• Task to carry out:
Which lines in the records below contain the string "format"? Pick out and copy each of them, treating uppercase and lowercase as different.

-- start of Input data --

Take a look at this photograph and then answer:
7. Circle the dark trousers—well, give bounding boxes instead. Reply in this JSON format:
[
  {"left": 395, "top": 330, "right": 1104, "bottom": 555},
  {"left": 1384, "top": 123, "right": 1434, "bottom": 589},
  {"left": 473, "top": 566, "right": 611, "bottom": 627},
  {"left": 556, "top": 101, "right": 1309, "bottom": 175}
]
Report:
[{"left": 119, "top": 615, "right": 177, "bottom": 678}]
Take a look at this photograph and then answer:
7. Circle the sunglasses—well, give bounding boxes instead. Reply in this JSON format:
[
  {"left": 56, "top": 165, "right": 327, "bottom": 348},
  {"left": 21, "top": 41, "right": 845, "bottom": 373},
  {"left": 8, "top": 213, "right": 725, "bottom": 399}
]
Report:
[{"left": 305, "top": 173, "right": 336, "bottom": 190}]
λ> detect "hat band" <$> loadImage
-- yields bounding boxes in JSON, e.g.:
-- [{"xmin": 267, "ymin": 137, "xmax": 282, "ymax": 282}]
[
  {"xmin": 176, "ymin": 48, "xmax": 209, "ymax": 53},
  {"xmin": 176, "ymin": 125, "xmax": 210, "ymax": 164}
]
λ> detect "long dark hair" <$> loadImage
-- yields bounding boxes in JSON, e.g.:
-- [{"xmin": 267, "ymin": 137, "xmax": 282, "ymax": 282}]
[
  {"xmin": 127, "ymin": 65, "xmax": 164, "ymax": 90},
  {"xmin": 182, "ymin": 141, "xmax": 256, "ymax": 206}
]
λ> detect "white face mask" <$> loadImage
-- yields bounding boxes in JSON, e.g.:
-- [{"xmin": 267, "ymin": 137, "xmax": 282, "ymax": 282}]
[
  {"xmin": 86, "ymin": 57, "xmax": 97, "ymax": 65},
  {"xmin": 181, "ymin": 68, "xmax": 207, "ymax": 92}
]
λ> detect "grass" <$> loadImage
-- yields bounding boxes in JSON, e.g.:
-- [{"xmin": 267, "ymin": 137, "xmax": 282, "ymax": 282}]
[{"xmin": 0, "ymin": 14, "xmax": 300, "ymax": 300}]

-- end of Input data --

• Expected answer:
7. Circle the dark trousers—well, give bounding boxes instead. Reply in this JSON format:
7. Circle the sunglasses—well, give bounding boxes instead. Reply in this JSON format:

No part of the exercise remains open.